• **What you are asked to do**
Return every row below that contains the word "foliage". Case counts.

[Raw rows]
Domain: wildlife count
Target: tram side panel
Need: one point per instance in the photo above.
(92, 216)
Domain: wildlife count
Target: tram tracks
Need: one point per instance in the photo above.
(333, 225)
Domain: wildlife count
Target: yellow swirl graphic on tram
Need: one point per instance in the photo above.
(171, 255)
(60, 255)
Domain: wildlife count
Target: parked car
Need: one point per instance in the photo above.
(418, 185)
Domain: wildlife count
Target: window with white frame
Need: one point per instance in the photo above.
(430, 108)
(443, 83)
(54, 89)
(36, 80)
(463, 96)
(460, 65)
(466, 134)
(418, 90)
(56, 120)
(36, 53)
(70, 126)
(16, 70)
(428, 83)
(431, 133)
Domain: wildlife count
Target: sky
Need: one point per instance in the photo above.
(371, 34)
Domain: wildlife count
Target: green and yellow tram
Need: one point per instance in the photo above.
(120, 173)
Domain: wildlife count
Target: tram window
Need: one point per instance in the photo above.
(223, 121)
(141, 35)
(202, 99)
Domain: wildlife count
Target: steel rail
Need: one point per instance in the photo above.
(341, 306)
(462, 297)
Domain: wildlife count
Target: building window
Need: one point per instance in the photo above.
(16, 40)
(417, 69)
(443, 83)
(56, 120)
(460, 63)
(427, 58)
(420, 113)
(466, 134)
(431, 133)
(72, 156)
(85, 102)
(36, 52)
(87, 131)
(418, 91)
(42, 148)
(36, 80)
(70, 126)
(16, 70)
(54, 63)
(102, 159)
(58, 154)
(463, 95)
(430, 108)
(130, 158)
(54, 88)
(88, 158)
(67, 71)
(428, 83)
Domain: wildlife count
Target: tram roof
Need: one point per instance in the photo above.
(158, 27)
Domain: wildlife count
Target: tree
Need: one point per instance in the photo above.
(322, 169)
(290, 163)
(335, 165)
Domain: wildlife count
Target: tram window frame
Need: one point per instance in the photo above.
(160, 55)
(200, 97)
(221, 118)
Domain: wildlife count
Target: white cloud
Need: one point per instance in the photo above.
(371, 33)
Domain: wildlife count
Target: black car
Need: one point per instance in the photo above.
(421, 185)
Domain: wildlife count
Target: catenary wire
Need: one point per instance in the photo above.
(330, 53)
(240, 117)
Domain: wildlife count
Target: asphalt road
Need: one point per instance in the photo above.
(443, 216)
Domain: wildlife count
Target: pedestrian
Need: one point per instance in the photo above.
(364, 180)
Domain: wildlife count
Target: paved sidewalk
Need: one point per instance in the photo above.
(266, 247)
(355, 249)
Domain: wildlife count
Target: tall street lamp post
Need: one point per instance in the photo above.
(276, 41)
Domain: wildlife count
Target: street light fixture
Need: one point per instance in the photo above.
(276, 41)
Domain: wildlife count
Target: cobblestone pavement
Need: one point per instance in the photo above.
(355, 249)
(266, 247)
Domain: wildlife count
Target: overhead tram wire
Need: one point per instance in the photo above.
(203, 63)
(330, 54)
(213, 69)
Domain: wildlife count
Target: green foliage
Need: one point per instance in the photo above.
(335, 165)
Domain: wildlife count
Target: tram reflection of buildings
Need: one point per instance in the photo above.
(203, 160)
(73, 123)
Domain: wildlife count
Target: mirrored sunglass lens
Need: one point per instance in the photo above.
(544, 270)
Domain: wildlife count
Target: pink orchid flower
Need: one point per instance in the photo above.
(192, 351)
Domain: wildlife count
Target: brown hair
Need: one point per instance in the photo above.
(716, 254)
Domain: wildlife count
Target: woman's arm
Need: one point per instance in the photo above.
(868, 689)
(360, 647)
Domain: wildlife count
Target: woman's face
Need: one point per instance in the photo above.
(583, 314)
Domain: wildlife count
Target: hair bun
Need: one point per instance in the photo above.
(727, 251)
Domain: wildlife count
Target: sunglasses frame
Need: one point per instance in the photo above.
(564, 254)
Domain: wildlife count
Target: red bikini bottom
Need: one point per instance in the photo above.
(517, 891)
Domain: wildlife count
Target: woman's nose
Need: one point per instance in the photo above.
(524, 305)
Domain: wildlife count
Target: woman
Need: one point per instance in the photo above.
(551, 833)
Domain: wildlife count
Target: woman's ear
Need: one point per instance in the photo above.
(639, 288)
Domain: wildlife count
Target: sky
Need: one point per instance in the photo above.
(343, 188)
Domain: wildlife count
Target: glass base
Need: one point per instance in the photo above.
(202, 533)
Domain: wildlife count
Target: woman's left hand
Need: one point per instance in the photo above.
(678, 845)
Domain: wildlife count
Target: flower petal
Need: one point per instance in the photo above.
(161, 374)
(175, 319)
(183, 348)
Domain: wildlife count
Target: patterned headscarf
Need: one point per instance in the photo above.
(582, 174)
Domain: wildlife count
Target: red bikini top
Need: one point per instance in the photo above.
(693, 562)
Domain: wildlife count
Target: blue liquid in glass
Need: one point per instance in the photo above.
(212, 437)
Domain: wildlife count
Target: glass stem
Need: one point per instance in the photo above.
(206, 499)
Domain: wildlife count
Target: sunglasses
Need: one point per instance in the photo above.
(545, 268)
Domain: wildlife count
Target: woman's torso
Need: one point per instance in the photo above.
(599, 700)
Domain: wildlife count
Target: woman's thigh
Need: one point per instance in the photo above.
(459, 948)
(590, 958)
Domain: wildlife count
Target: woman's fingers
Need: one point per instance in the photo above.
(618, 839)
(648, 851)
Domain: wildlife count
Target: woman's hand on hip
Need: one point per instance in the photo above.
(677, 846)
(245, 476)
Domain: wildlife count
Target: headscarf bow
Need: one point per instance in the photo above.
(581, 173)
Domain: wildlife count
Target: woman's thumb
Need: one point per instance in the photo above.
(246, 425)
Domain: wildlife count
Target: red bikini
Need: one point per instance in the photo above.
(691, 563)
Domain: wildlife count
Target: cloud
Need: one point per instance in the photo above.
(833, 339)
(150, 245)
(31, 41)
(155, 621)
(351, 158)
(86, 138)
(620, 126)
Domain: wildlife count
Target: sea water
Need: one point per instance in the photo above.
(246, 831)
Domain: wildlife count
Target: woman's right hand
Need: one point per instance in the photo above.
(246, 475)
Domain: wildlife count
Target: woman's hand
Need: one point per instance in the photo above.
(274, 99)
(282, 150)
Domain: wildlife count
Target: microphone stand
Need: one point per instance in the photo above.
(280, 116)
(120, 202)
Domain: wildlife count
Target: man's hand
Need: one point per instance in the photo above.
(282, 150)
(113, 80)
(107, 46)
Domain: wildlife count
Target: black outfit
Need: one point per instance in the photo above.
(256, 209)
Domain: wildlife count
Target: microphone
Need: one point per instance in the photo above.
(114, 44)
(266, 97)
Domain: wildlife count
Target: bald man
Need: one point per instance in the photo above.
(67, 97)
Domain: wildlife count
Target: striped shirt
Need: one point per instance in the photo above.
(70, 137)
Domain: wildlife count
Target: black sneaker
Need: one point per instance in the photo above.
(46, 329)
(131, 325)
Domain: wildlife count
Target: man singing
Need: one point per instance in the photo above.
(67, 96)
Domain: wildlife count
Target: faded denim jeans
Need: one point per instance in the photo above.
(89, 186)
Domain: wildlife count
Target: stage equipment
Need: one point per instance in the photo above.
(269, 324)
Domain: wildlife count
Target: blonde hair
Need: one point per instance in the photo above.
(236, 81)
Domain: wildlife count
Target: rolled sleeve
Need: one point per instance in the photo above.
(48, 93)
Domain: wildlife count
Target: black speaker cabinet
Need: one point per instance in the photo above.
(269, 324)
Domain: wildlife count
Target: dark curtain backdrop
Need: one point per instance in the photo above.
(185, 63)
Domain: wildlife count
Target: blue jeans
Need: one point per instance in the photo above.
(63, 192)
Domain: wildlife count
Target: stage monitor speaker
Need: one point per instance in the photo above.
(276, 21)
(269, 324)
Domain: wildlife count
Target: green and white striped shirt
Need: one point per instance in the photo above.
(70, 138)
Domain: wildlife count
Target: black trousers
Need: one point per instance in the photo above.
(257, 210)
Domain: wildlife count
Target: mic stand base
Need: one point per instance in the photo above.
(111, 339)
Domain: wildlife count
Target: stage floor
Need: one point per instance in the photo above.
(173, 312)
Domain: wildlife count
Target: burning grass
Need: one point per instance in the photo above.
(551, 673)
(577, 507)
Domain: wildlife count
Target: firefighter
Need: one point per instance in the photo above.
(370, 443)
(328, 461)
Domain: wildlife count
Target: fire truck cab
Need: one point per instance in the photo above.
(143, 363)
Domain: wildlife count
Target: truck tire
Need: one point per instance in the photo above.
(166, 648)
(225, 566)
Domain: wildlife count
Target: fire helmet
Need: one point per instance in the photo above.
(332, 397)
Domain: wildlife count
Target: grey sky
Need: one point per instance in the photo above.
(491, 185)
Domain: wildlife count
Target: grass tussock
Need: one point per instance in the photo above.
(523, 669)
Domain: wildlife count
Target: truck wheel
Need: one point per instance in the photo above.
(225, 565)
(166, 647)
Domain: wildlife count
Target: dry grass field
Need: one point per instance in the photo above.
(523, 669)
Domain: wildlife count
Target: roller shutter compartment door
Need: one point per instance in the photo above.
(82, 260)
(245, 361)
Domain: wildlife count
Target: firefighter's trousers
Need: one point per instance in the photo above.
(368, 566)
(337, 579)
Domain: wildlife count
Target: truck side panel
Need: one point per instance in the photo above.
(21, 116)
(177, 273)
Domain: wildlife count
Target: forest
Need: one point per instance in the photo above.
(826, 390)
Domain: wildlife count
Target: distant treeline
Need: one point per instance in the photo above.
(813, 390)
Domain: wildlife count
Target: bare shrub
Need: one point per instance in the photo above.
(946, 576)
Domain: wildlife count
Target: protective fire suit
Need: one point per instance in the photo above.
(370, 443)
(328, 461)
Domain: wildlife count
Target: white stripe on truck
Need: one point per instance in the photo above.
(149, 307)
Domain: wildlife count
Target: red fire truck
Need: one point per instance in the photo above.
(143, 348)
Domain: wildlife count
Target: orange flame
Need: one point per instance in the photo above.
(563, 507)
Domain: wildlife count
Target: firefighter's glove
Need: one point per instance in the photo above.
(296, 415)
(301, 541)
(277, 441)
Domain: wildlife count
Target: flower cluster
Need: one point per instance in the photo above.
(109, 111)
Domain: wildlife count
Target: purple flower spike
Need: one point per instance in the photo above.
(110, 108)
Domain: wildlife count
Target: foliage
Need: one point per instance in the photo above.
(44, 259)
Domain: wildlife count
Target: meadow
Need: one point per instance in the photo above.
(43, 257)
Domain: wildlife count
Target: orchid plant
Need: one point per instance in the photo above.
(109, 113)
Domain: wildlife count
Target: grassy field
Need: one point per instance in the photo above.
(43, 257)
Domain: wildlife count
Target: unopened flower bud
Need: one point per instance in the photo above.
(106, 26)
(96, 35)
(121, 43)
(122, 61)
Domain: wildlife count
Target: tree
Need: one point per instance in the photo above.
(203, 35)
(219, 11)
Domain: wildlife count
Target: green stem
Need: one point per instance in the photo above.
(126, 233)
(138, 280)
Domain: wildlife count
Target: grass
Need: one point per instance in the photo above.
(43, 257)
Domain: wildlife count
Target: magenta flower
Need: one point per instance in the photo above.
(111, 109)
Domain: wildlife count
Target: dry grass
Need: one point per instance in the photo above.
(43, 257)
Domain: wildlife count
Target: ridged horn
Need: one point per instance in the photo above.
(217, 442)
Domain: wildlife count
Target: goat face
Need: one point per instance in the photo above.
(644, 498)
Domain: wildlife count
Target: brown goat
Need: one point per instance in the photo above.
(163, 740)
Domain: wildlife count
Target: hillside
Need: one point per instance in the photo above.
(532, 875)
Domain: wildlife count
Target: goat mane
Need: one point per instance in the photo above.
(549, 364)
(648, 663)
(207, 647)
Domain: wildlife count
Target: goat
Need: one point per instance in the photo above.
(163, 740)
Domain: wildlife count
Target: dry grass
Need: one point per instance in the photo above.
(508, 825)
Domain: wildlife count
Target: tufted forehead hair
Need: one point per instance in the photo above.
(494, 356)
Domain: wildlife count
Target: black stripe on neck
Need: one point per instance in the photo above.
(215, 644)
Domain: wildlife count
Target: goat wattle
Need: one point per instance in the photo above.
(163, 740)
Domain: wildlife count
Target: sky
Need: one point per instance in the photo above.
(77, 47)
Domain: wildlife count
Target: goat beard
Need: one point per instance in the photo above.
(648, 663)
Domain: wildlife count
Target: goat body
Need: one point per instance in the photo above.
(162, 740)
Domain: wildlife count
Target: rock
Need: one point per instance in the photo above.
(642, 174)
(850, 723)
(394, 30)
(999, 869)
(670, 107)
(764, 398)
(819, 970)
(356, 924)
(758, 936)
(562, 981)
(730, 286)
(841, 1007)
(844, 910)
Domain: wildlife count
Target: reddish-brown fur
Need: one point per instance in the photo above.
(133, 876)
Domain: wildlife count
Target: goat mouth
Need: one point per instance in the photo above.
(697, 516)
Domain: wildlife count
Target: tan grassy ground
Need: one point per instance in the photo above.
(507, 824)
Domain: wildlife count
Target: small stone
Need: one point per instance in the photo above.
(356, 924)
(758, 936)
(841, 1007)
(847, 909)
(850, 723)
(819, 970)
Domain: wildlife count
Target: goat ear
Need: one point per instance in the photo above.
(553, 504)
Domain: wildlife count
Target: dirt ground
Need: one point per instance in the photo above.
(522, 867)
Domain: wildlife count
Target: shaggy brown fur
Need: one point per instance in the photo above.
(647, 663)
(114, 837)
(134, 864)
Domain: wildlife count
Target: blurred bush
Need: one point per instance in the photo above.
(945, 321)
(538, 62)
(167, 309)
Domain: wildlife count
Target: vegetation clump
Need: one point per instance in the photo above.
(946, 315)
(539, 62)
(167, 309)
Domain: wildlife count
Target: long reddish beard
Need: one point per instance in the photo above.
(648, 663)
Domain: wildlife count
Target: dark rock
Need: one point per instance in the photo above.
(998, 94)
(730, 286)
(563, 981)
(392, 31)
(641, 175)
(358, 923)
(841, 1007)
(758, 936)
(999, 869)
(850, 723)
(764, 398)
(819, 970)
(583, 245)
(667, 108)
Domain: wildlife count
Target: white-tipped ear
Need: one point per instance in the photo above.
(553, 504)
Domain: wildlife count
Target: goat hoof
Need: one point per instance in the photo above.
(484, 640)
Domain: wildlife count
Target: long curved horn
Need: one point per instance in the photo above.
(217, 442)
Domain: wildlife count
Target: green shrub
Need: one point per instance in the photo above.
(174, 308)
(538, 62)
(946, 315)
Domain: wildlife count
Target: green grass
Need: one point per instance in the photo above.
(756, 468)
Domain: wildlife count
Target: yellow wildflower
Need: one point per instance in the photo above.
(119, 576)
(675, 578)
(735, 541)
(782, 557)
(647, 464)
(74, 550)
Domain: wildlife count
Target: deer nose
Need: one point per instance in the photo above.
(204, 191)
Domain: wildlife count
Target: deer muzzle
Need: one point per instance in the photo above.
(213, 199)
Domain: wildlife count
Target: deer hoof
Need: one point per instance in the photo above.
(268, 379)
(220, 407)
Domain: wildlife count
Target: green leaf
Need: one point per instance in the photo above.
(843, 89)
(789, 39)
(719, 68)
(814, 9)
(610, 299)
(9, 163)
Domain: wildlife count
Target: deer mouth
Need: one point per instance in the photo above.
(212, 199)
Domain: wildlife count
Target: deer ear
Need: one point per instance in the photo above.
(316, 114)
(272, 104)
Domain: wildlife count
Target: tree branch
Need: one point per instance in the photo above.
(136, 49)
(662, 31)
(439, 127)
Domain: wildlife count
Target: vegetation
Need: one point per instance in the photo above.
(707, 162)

• **Answer for the task**
Target: green foliage
Target: foliage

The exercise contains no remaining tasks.